EXTRACTED INFORMATION
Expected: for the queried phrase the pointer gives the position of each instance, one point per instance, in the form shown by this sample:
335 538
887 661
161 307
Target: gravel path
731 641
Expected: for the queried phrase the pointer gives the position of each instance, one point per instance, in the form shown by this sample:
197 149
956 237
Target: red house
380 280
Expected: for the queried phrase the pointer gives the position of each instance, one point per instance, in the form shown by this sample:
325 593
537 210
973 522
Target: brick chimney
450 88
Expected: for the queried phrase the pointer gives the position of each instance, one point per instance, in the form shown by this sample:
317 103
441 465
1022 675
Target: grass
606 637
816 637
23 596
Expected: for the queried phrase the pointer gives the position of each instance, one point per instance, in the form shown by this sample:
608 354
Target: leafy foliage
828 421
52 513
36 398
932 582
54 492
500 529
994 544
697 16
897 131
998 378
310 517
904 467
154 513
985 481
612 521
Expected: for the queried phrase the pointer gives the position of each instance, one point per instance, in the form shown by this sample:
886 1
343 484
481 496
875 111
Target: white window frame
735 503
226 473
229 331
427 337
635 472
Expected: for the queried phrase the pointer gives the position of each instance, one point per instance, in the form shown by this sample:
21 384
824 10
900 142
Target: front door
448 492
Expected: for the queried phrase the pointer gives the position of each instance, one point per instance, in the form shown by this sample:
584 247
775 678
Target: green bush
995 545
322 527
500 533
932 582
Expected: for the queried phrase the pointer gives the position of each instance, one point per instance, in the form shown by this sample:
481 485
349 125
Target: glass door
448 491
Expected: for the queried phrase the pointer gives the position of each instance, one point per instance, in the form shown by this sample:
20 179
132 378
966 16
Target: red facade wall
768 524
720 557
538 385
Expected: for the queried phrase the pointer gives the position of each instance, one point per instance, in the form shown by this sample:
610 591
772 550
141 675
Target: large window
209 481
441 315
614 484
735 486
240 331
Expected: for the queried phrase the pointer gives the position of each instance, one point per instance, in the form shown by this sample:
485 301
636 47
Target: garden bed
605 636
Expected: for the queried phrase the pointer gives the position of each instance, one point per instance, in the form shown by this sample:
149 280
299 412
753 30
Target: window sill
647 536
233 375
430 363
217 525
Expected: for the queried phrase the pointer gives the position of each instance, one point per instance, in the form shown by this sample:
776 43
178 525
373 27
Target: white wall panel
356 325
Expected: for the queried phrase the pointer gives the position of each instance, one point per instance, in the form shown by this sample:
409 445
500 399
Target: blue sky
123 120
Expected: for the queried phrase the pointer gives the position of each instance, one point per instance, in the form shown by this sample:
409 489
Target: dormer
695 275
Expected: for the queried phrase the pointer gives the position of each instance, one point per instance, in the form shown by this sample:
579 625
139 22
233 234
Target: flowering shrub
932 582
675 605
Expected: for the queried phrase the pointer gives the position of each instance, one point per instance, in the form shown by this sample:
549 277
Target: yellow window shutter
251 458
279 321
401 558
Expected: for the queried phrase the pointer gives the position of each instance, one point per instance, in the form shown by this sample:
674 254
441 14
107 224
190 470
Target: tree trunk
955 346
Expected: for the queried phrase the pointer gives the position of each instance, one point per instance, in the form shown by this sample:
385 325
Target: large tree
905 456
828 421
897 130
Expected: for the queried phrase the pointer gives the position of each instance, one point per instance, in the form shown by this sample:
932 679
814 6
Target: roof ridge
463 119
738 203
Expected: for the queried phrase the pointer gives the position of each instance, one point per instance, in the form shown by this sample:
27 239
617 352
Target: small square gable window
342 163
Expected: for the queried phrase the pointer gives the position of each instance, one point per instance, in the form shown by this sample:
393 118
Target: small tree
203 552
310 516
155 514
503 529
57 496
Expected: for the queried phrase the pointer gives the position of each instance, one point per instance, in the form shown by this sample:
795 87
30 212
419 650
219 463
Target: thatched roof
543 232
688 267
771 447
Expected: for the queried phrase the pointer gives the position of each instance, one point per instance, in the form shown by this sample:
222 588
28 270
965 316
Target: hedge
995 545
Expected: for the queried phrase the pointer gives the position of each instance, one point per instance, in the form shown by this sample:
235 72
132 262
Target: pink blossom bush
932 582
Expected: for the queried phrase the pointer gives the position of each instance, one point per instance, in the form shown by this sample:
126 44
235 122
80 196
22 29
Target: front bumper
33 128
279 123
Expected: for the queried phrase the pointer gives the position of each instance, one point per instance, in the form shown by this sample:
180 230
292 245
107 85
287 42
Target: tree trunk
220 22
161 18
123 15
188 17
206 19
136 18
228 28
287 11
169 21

PROBLEM TO WORK ON
Could you retype each record exactly as it appears?

EXERCISE RESPONSE
Expected: for the queried phrase the pointer gives the position of each instance, one point per instance, in the form shown by this sample:
335 538
887 661
161 307
Target: gravel path
731 641
Expected: for the queried phrase the pointer gives the position of each instance, one point per instance, in the form shown by this sample:
197 149
956 237
Target: red house
380 280
Expected: for the queried phrase the pointer gives the position of each instance, one point per instance, in the form shown by this sample:
325 593
537 210
973 522
Target: brick chimney
450 88
Expected: for the queried phrase the pointer gives the position of each instance, one point per instance, in the form shown by this sample:
317 103
441 465
1022 675
Target: grass
606 637
816 637
23 596
Expected: for the queried phrase the pointer gives the position of each instance, one point per instance, in the form shown by this sample:
608 354
Target: leafy foliage
828 421
52 513
36 398
932 582
54 492
500 529
994 544
697 16
897 131
998 378
310 517
904 467
154 513
985 481
612 521
Expected: for the queried phrase the pointer gives the position of each instance, one point per instance, in the form shown by this sample:
886 1
343 484
481 496
875 111
Target: white window frame
735 503
226 473
229 331
427 337
635 472
Expected: for the queried phrase the pointer gives the position of each instance, one point per instance, in the form shown by this sample:
21 384
824 10
900 142
Target: front door
448 492
Expected: for the queried phrase the pointer gives the position of each instance, one point per instance, in the form shown by this sample:
584 247
775 678
Target: green bush
995 545
322 527
500 533
932 582
Expected: for the queried phrase the pointer gives the position of each instance, one point per instance, in the form shown by this sample:
481 485
349 125
Target: glass door
448 491
Expected: for the queried phrase the pointer gives the position of each instance, one point per instance, in the form shown by this sample:
20 179
132 378
966 16
Target: red facade wall
768 524
720 557
538 385
Expected: for the queried phrase the pointer gives the position of each instance, one point per instance, in the form shown by this sample:
610 591
772 550
141 675
Target: large window
209 481
441 315
614 484
735 486
240 331
Expected: for the queried phrase the pointer gives the position of each instance, one point per instance, in the form shown by this sample:
485 301
636 47
Target: garden bed
605 636
Expected: for the queried phrase the pointer gives the position of each instance, one point per instance, in the form shown by this sample:
149 280
299 412
753 30
Target: window sill
647 536
233 375
430 363
217 525
Expected: for the queried phrase the pointer gives the position of each instance, one point per instance, in the form shown by this sample:
776 43
178 525
373 27
Target: white wall panel
356 325
Expected: for the queried phrase the pointer gives the position of each instance, one point per instance, in the form shown by this sample:
409 445
500 399
Target: blue sky
123 120
Expected: for the queried phrase the pointer gives the position of each instance, one point per instance, in the form shown by this sample:
409 489
Target: dormer
695 275
Expected: for the queried phrase the pointer gives the position of each instance, one point per instance, in the form shown by this sample:
579 625
139 22
233 234
Target: flowering shrub
932 582
675 605
Expected: for the queried phrase the pointer gives the position of each instance, one point per instance, in the form shown by this sample:
549 277
Target: yellow window shutter
251 458
279 321
401 558
Expected: for the queried phrase the pointer gives the position of each instance, one point per instance, in the form shown by this sample:
674 254
441 14
107 224
190 470
Target: tree trunk
955 346
Expected: for the queried phrase the pointer gives the position of each instance, one point per instance, in the form shown by this sample:
385 325
Target: large tree
905 456
828 421
897 130
Expected: for the queried phrase the pointer gives the position of each instance, one point per instance, in the form shown by this sample:
932 679
814 6
Target: roof ridge
463 119
738 203
Expected: for the queried phrase the pointer gives the position of each instance, one point per instance, in the form shown by this sample:
27 239
617 352
Target: small square gable window
342 163
Expected: for the queried phrase the pointer gives the position of each instance, one point per instance, in the form shown by this sample:
393 118
Target: small tree
203 552
310 516
155 514
503 529
57 496
Expected: for the queried phrase the pointer gives the position of each instance, one point per instance, in the form shown by this sample:
795 87
30 212
419 650
219 463
Target: thatched roof
543 232
688 267
771 447
Expected: for the queried phrase the pointer gives the position of each instance, one point per instance, in the form shown by this sample:
222 588
28 270
965 316
Target: hedge
995 545
Expected: for the queried phrase the pointer gives the position of each instance, one point per instance, in the form shown by this sample:
235 72
132 262
Target: pink blossom bush
932 582
Expected: for the queried phrase the pointer gives the position of each instance, one point per instance, in the form shown by this sample:
126 44
235 122
80 196
22 29
Target: front bumper
33 128
279 123
Expected: for the queried phrase the pointer gives the position of each instance, one point per instance, in the form shown by this sample:
180 230
292 245
107 85
287 42
Target: tree trunk
220 22
161 18
123 15
188 17
206 19
136 18
228 28
287 11
169 21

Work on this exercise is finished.